▶ Work to complete:
Count the lines in the records below that contain the word "textured", treating uppercase and lowercase letters as distinct. Reply with that number alone.

▶ Data for this task:
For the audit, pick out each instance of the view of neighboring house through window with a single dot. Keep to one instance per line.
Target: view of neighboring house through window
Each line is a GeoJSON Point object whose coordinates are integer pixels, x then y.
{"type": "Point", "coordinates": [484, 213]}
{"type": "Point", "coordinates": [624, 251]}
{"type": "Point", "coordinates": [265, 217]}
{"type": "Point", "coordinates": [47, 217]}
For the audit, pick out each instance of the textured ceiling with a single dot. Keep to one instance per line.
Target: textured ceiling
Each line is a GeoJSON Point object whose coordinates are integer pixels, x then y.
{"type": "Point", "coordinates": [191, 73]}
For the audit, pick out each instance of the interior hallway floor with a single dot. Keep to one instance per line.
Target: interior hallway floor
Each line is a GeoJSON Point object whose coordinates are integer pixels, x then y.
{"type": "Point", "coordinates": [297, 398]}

==

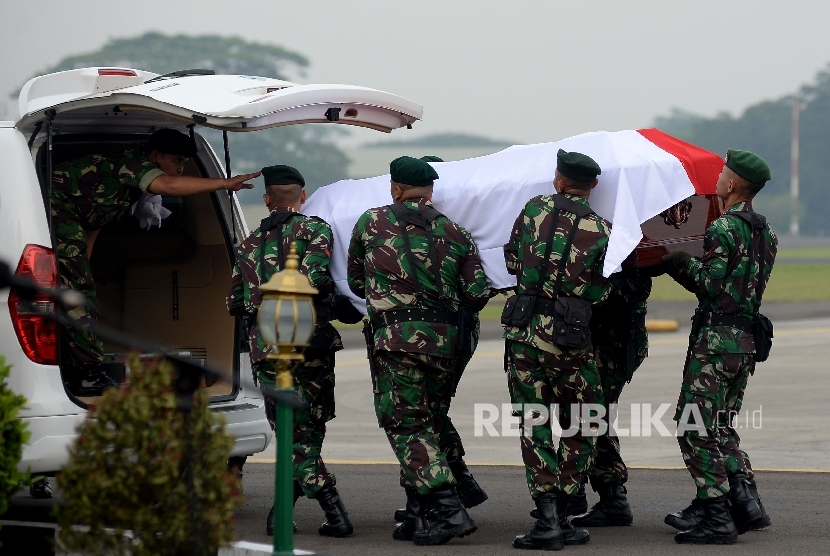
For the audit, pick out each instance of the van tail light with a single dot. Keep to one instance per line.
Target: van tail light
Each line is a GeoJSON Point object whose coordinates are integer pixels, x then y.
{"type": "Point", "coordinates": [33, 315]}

...

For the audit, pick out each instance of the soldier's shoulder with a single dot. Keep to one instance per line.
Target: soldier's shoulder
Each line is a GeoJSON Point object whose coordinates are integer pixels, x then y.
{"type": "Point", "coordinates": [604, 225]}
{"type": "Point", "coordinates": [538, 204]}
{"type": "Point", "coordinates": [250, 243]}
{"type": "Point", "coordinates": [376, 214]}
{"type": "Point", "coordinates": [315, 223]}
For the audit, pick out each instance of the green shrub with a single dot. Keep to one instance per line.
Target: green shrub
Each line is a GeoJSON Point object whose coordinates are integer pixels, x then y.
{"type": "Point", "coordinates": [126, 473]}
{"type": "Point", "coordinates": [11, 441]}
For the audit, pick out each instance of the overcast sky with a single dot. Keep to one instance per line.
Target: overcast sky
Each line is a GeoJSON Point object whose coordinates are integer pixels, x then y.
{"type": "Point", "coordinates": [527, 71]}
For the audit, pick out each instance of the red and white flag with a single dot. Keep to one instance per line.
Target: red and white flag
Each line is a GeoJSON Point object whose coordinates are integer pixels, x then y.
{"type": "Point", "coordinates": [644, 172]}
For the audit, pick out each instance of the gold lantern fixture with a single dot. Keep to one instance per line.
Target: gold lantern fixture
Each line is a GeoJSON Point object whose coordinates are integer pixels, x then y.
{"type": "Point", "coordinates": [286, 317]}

▶ Task output:
2